RECORDS SUPPLIED:
# # # # #
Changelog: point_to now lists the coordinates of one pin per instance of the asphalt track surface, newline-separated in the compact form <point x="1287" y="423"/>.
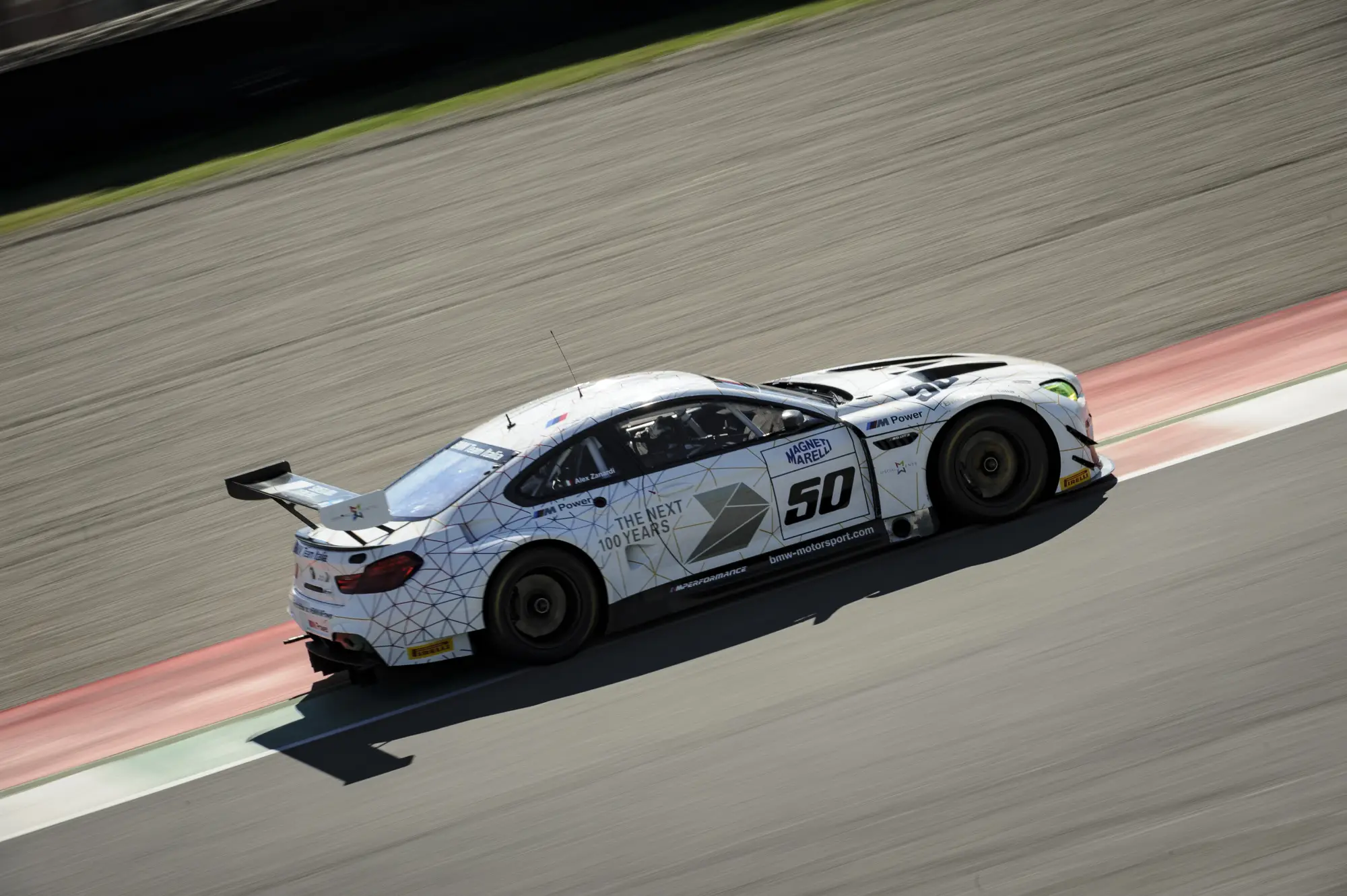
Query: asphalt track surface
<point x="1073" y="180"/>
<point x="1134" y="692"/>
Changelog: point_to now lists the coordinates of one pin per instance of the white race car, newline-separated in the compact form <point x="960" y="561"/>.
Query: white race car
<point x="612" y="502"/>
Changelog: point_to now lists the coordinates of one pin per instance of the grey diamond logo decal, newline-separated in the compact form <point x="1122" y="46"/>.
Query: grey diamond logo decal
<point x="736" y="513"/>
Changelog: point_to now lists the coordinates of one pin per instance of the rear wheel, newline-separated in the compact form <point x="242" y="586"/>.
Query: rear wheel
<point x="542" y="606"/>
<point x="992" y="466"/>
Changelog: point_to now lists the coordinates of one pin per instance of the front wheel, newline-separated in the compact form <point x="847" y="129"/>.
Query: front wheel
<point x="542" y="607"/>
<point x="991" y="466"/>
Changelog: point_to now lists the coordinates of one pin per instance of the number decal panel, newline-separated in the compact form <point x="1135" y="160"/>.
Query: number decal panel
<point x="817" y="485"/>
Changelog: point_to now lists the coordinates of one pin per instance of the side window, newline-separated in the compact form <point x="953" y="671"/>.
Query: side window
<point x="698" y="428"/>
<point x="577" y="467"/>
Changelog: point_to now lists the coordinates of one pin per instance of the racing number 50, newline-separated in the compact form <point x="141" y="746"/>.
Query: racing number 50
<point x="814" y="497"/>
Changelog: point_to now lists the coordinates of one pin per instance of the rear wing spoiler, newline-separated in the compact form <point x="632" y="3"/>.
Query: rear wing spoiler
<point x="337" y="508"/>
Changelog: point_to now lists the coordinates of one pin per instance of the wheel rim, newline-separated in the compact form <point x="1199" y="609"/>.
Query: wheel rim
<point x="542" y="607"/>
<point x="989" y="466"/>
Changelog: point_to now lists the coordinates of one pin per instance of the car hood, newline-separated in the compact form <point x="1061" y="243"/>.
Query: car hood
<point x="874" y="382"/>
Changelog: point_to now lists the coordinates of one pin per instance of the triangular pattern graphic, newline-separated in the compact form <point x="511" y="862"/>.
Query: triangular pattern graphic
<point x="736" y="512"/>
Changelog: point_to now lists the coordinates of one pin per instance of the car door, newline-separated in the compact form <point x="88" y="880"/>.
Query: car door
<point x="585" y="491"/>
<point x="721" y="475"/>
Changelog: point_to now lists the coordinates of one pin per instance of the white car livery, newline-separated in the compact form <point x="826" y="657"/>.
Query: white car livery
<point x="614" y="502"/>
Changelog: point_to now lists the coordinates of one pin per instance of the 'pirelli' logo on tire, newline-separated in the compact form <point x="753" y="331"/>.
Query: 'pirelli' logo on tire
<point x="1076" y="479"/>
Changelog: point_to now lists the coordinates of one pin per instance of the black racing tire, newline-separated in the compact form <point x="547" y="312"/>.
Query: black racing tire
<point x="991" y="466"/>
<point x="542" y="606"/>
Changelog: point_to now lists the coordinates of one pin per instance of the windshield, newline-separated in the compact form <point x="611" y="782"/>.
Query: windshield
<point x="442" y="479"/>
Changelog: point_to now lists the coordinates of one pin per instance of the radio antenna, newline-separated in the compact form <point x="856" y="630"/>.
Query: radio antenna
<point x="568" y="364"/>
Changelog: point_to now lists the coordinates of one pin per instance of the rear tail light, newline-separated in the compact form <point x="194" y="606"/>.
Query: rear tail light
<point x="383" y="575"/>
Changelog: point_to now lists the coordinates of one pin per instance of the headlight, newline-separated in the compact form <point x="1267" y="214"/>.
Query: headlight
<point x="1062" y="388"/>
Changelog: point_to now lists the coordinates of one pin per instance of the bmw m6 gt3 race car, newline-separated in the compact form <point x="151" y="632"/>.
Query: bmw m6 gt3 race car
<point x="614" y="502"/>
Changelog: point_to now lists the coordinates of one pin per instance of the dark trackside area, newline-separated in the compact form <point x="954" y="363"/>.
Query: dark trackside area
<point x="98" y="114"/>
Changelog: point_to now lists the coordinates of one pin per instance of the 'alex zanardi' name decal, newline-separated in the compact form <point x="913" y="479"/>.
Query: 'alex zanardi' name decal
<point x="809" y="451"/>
# # # # #
Repeat the records in full, exactly as they appear, without the pictures.

RESULT FOR THIS EXERCISE:
Changelog: point_to now lists the coordinates of one pin per instance of the asphalt track surface, newline-separated in the compact form <point x="1287" y="423"/>.
Query: asphalt track surface
<point x="1073" y="180"/>
<point x="1134" y="692"/>
Changelog: point_to now lists the coordinates of one pin per instance of the white race car, newline-separated in the compact form <point x="960" y="561"/>.
Query: white race car
<point x="612" y="502"/>
Changelog: point_to now lists the coordinates of one pin per instance of the grey diamond logo decal, newline-separated in the compact form <point x="1122" y="46"/>.
Query: grey diamond logo decal
<point x="736" y="513"/>
Changelog: point_to now lists the coordinates of one pin per instance of the rear wheel, newline-separated in the compact form <point x="242" y="586"/>.
Query: rear wheel
<point x="542" y="606"/>
<point x="992" y="466"/>
Changelog: point_to now lists the coordinates of one pin per instance of the front wheel, newline-separated in the compact form <point x="847" y="129"/>.
Query: front wheel
<point x="542" y="607"/>
<point x="991" y="466"/>
Changelog: point_to now lists the coordinates of one pin per instance of the number decal panel, newline-separated in the compact form <point x="1135" y="160"/>.
Query: number decal panel
<point x="817" y="485"/>
Changelog: point_to now lists the coordinates of one pin per instance of the side window, newline-separated in the compact form <point x="953" y="671"/>.
Query: side window
<point x="698" y="428"/>
<point x="577" y="467"/>
Changelog: point_to now lists the coordinates of one pin per instance of the racing number 50, newline-separated in the compact form <point x="141" y="746"/>.
Query: racing number 50
<point x="814" y="497"/>
Changelog: point_to now lists the coordinates of one pin per instance of the rear wing spoiler, newline-separated in the compact form <point x="632" y="3"/>.
Query: rear wing spoiler
<point x="337" y="508"/>
Changelog: point_to now lists the coordinates of one pin per instance of the wheel rim, newline-separated in the compact form <point x="1199" y="609"/>.
Query: wheel rim
<point x="542" y="607"/>
<point x="989" y="466"/>
Changelog: point_to now lists the coordinates of one pin per instance of the car hood, newline-separated in the compact form <point x="1061" y="243"/>.
Query: car hood
<point x="874" y="382"/>
Changelog: point_to now lists the coordinates of one pin per instance of the triangular pattern graphic, newline-separated in the compact form <point x="511" y="862"/>.
Query: triangular pattern graphic
<point x="736" y="512"/>
Changelog: point_to now lists the coordinates of one pin per instance of the car door, newline-separated in the compact form <point x="88" y="880"/>.
Query: car door
<point x="585" y="491"/>
<point x="721" y="475"/>
Changelog: point_to now lists the coordinates of one pin per instance of the white car livery, newline-separated in the compact form <point x="826" y="657"/>.
Query: white car livery
<point x="614" y="502"/>
Changelog: point_to now lists the coordinates of one pin per instance of the 'pirelli' logo on tire, newline-separated in the compact form <point x="753" y="331"/>.
Query: 'pirelli' logo on tire
<point x="1076" y="479"/>
Changelog: point_to now lists the coordinates of one pin per instance of the black racing tire, newline-separated in the compact form <point x="547" y="312"/>.
Query: black racing tire
<point x="991" y="466"/>
<point x="542" y="606"/>
Changelog: point_to now lists the coordinates of one pin per instance of the windshield, newline-separated in the compact form <point x="611" y="782"/>.
Query: windshield
<point x="442" y="479"/>
Changelog: point_to now lists the coordinates of one pin per instance of the radio antenna, newline-separated in the compact form <point x="856" y="630"/>.
Query: radio antenna
<point x="568" y="364"/>
Changelog: point_to now lists the coordinates of one pin per instance of the rear tail light, newline-separated in the compact form <point x="194" y="606"/>.
Query: rear tail light
<point x="383" y="575"/>
Changelog: point_to now lists the coordinates of one pin per instance of the headlight, newline-separated in the compact form <point x="1267" y="214"/>.
Query: headlight
<point x="1062" y="388"/>
Changelog: point_to now lists the coordinates of one pin per instance of the bmw m6 gt3 race car, newline-separated in the compact form <point x="151" y="632"/>.
Query: bmw m6 gt3 race car
<point x="614" y="502"/>
Changelog: point_to now lists the coordinates of one pin per instance of the dark trackside area, newline-separated in the compact form <point x="954" y="363"/>.
Query: dark trackside area
<point x="98" y="114"/>
Changelog: point_to now lists the coordinates of one pin per instance of the 'alex zanardi' name decal, newline-separated in the compact form <point x="913" y="479"/>.
Query: 'alex zanardi' name decal
<point x="809" y="451"/>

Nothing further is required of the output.